┌─ LISTED RECORDS

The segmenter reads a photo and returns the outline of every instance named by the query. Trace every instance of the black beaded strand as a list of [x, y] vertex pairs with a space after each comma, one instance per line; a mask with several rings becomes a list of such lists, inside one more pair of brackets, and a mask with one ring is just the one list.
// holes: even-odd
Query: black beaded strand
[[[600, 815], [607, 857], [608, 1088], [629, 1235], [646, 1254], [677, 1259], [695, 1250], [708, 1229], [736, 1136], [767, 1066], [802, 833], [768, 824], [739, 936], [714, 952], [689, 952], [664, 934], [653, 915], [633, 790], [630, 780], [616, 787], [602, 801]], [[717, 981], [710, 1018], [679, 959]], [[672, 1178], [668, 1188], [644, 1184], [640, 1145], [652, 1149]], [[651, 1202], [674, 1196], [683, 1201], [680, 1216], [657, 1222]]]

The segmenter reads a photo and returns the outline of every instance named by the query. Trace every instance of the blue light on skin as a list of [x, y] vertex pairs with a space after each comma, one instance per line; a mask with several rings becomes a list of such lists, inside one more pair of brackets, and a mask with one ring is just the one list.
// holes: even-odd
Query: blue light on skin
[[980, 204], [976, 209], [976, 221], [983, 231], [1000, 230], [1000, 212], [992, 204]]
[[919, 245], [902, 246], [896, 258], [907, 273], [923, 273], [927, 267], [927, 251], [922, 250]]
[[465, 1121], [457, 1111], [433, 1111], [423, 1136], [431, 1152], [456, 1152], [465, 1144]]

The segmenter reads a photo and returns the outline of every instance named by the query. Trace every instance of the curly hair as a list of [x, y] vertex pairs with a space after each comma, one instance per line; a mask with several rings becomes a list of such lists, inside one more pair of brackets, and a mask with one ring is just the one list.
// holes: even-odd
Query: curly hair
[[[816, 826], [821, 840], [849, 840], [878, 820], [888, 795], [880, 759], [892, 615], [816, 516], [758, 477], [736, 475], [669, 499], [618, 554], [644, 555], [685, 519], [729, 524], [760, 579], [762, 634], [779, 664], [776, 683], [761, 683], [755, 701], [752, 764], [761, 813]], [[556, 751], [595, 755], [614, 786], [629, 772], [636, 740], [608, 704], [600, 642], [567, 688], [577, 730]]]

└─

(WHAT THE TASK REQUIRES) Please transcribe the entire listing precisely.

(EXPECTED ANSWER)
The segmenter reads a photo and returns the outline of every instance named by the query. Trace every instance of the black beaded strand as a list of [x, y] vertex pairs with a space after each comma, one instance per line; a mask with several rings becomes a list of such lists, inside one more pair of brackets, and a mask with one ring is just the one list.
// holes: even-odd
Query: black beaded strand
[[[600, 815], [607, 857], [608, 1088], [629, 1235], [646, 1254], [677, 1259], [695, 1250], [708, 1229], [736, 1136], [767, 1066], [802, 833], [768, 824], [739, 936], [714, 952], [689, 952], [664, 934], [653, 915], [633, 790], [630, 780], [616, 787], [602, 801]], [[717, 981], [710, 1018], [679, 959]], [[672, 1178], [668, 1188], [644, 1184], [640, 1145], [652, 1149]], [[651, 1202], [674, 1196], [683, 1201], [680, 1216], [657, 1222]]]

The segmenter reads a photo and returns the outline of every instance named by the query. Trace every instance of the blue light on skin as a list of [x, y] vertex pairs with a space after each comma, one instance per line; a mask with several rings becomes a list of such lists, inside one more pair of brackets, and a mask with one ring is just the one list.
// holes: even-odd
Query: blue light on skin
[[980, 204], [976, 209], [976, 221], [983, 231], [1000, 230], [1000, 212], [992, 204]]
[[919, 245], [902, 246], [896, 258], [907, 273], [923, 273], [927, 267], [927, 251], [922, 250]]
[[465, 1121], [457, 1111], [433, 1111], [423, 1136], [431, 1152], [456, 1152], [465, 1144]]

The segmenter reads a photo and returns the outline of every instance named by the query. Trace every instance of the curly hair as a list of [x, y] vertex pairs with a space after each comma, one instance per line; a mask with several rings becomes a list of such lists, inside one more pair of brackets, and a mask with one ring is just the one list.
// holes: even-odd
Query: curly hair
[[[816, 826], [821, 840], [849, 840], [878, 820], [888, 795], [880, 759], [892, 615], [816, 516], [758, 477], [736, 475], [669, 499], [618, 554], [644, 555], [685, 519], [729, 524], [760, 579], [762, 634], [779, 664], [776, 683], [761, 683], [755, 701], [752, 764], [761, 813]], [[556, 751], [595, 755], [614, 786], [629, 772], [636, 740], [608, 704], [600, 642], [567, 688], [577, 730]]]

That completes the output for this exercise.